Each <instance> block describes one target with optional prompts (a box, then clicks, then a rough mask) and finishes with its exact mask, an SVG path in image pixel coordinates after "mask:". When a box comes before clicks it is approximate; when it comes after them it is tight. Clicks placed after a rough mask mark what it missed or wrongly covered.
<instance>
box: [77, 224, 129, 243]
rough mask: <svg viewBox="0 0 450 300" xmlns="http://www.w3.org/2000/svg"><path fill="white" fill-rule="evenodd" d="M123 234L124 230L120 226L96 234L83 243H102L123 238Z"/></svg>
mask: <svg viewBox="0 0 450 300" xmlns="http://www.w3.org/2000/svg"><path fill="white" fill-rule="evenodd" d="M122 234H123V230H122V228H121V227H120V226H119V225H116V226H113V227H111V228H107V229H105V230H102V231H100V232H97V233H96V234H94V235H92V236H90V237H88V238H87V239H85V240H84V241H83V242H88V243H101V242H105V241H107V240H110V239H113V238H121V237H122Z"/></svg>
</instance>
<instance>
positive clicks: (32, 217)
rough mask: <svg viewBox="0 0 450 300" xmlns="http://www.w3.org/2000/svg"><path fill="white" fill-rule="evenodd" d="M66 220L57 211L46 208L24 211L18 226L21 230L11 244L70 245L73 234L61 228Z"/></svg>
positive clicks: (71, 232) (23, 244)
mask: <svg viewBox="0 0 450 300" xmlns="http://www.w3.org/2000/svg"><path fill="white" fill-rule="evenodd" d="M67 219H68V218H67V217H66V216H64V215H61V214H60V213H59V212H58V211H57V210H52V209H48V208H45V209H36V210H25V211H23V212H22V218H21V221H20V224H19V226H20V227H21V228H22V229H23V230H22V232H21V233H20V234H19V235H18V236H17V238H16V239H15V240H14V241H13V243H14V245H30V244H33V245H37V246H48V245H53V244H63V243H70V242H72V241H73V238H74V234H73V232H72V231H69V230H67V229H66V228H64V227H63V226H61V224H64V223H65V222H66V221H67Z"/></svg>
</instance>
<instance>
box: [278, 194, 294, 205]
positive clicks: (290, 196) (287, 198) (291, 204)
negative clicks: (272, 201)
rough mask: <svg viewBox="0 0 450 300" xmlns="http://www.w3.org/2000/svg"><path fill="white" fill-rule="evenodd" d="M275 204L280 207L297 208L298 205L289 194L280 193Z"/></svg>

■ **Work request**
Using the data above, restate every record word for word.

■ **Task response**
Each <instance> block describes one target with optional prompts (a box, then clicks, then a rough mask) and finishes with its exact mask, an SVG path in image pixel coordinates after "mask:". When a box comes before clicks it is approximate; when it comes after them it is tight. Clicks placed after a rough mask mark what it missed or wrongly covered.
<instance>
box: [77, 224, 129, 243]
rough mask: <svg viewBox="0 0 450 300" xmlns="http://www.w3.org/2000/svg"><path fill="white" fill-rule="evenodd" d="M123 234L124 230L120 226L96 234L83 243H102L123 238Z"/></svg>
mask: <svg viewBox="0 0 450 300" xmlns="http://www.w3.org/2000/svg"><path fill="white" fill-rule="evenodd" d="M122 234H123V230H122V228H121V227H120V226H119V225H116V226H113V227H111V228H107V229H105V230H102V231H100V232H97V233H96V234H94V235H92V236H90V237H88V238H87V239H85V240H84V241H83V242H88V243H101V242H105V241H107V240H110V239H113V238H121V237H122Z"/></svg>
</instance>
<instance>
positive clicks: (32, 217)
rough mask: <svg viewBox="0 0 450 300" xmlns="http://www.w3.org/2000/svg"><path fill="white" fill-rule="evenodd" d="M66 220L57 211L46 208L24 211L18 226L21 230L11 244L70 245L73 234L61 228Z"/></svg>
positive clicks: (71, 232) (23, 244)
mask: <svg viewBox="0 0 450 300" xmlns="http://www.w3.org/2000/svg"><path fill="white" fill-rule="evenodd" d="M67 219H68V218H67V217H66V216H64V215H61V214H60V213H59V212H58V211H57V210H52V209H48V208H45V209H36V210H25V211H23V212H22V218H21V221H20V224H19V226H20V227H21V228H22V229H23V230H22V232H21V233H20V234H19V235H18V236H17V238H16V239H15V240H14V241H13V243H14V245H30V244H33V245H37V246H48V245H53V244H63V243H70V242H72V241H73V238H74V234H73V232H72V231H69V230H67V229H66V228H64V227H63V226H61V224H64V223H65V222H66V221H67Z"/></svg>
</instance>
<instance>
box: [278, 194, 294, 205]
positive clicks: (290, 196) (287, 198) (291, 204)
negative clicks: (272, 201)
rough mask: <svg viewBox="0 0 450 300" xmlns="http://www.w3.org/2000/svg"><path fill="white" fill-rule="evenodd" d="M275 204L280 207L297 208L298 205L289 194L280 193Z"/></svg>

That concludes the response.